DIRECTIONS: Write out the items again from the line with "If you could place a marker on the green metal" through the end of the items, changing "marker" to "pin" and leaving everything else unchanged.
◆ ◆ ◆ ◆
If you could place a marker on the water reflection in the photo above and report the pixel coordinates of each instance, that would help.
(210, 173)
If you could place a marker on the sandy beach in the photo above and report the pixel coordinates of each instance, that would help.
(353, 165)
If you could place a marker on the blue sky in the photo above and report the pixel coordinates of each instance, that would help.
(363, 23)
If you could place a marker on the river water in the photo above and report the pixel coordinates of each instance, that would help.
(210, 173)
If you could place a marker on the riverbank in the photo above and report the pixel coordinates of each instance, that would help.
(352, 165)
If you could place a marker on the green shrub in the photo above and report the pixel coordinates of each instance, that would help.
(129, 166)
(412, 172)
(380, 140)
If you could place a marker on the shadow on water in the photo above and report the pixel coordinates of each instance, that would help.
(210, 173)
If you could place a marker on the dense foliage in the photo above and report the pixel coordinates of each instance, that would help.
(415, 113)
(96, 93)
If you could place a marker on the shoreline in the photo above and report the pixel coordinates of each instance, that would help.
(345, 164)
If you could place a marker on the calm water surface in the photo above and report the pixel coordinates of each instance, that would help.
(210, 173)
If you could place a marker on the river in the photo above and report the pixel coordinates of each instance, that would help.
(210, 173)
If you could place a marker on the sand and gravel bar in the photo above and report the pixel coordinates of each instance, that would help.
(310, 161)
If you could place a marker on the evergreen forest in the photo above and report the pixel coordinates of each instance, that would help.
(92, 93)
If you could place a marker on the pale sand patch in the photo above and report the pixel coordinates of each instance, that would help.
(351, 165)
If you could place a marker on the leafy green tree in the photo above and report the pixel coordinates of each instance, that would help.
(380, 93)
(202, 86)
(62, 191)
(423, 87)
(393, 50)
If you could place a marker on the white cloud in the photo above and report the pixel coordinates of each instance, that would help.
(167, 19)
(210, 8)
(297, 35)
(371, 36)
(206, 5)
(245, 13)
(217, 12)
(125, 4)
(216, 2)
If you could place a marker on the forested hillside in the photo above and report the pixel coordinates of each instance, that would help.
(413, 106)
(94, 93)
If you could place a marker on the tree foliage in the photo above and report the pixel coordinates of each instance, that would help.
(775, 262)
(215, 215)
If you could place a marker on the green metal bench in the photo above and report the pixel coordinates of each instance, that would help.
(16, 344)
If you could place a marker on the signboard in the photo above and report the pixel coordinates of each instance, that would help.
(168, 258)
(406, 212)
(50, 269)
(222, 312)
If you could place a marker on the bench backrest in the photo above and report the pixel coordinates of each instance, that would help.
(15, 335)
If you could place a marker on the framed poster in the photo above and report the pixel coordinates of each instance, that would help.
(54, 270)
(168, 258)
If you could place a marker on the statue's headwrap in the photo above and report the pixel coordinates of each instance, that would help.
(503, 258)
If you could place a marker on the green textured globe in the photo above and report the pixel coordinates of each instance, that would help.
◆ ◆ ◆ ◆
ANSWER:
If you could place a pin on the green metal bench in the photo above and report the pixel coordinates of each instance, that would help.
(16, 344)
If you could place a pin on the signboard in the photo above and report the pixel coordinates of each instance, that would help.
(168, 258)
(406, 212)
(50, 269)
(222, 312)
If you could place a pin on the bench backrest in the photo above and report the pixel coordinates of each instance, that would help.
(15, 335)
If you could place a pin on the framed poster in the photo above and report the pixel coordinates of each instance, that would help.
(54, 270)
(168, 258)
If you could place a pin on the statue's headwrap in the photo above and report the pixel coordinates of each instance, that would help.
(503, 258)
If you could place a pin on the green textured globe in the photo above and report the pixel coordinates of each instance, that would help.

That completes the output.